→ **TEXTE SOURCE**
>>

Les réactions se multiplient après l’annonce jeudi par Marisol Touraine de son plan de lutte contre les déserts médicaux. Politiques, patients, jeunes médecins généralistes et hôpitaux publics apportent leurs contributions à des commentaires déjà bien nourris.

Les jeunes dubitatifs

Du côté de l’ISNAR-IMG (internes) et de ReAGJIR (jeunes installés et remplaçants), on juge que les mesures proposées, comme la découverte de l’activité ambulatoire au cours de la formation, le revenu minimum assuré lors des premières années d’installation, ou la valorisation du travail interprofessionnel, « permettront de diminuer un grand nombre des appréhensions liées à l’exercice ambulatoire, notamment en zones déficitaires ». Mais les jeunes généralistes rappellent que 95 % des internes ne connaissent pas les aides à l’installation existantes, et invitent le gouvernement à « porter ces mesures sur le terrain au plus près des intéressés ». De son côté, le SNJMG (jeunes médecins généralistes) constate que ce plan « ne propose rien de concret sur les conditions d’exercice des médecins généralistes » déjà installés. Il dénonce l’absence de création de postes de médecins salariés et la persistance de l’hospitalo-centrisme.

<<

→ **SECTION DES DONNÉES**
>>

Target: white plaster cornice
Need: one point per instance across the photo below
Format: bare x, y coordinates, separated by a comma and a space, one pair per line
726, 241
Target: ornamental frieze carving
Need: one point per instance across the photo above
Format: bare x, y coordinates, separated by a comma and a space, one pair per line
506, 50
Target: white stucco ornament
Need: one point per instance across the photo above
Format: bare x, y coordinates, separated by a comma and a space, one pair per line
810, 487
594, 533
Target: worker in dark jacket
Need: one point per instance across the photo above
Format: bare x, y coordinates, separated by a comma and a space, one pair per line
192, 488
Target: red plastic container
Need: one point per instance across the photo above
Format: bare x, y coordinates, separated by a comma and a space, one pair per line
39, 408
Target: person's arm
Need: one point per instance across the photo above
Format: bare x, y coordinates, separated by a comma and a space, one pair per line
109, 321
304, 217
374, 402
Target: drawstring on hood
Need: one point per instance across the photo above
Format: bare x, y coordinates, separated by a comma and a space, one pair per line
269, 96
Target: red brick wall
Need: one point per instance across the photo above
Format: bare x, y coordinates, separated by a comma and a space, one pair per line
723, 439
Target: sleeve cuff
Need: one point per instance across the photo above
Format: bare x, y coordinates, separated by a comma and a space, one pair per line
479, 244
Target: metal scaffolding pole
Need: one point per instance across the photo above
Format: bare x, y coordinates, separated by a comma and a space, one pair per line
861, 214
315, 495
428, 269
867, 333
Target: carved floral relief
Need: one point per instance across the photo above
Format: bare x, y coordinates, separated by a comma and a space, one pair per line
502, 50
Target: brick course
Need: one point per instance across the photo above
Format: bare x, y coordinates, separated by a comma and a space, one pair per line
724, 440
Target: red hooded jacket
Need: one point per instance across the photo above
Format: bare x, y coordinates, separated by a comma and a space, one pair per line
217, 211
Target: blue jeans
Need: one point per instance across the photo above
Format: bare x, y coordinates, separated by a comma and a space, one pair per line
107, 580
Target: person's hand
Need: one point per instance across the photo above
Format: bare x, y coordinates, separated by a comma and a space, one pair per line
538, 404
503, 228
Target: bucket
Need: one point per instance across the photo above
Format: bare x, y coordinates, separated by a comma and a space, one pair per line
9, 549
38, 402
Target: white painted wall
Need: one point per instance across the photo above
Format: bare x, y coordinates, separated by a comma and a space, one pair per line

<<

→ **PROBLÈMES À RÉSOUDRE**
1. Répondez aux questions suivantes d'après le texte sur le plan contre les déserts médicaux.
(a) Quel jour Marisol Touraine a-t-elle annoncé son plan ?
(b) Selon les jeunes généralistes, quelle part des internes ne connaît pas les aides à l'installation existantes ?
(c) Outre la persistance de l'hospitalo-centrisme, que dénonce le SNJMG ?
2. Rédigez la suite du texte sur le plan contre les déserts médicaux, après sa dernière phrase.

→ **RÉPONSES DANS L'ORDRE**
1.
(a) Jeudi.
(b) 95 % des internes.
(c) L'absence de création de postes de médecins salariés.

2.
Enfin, l’Inter Syndicat National des Internes des Hôpitaux (ISNIH) se dit satisfait du rejet par Marisol Touraine des mesures coercitives, mais regrette qu’elle ait « raté sa cible ». L’ISNIH pointe du doigt « des aides inadaptées ou inapplicables », qui ne vont pas rendre les régions sous-dotées attractives. L’ISNIH attend « impatiemment » la concertation annoncée par la ministre de la Santé pour parfaire ces mesures.

Les médecins pigeons : le compte n’y est pas 

Les médecins pigeons ont amené à proximité de la salle où Marisol Touraine présentait son plan un dromadaire vivant qui illustrait les déserts médicaux. Le Dr Jean Marty, leur président, reconnaît que certaines mesures vont « dans le bon sens », comme la création d’un guichet unique, mais prévient que « le compte n’y est pas ».

MG France : un plan réfléchi et coordonné.

Le président Claude Leicher juge que les pouvoirs publics « sont passés à la phase opérationnelle et ne se contentent plus de discours ». Il cite le développement du travail en équipe et rappelle que le PLFSS 2013 prévoit déjà l’ouverture de négociations conventionnelles interprofessionnelles sur la rémunération des équipes de soins. « Ce plan est réfléchi et coordonné », estime MG-France.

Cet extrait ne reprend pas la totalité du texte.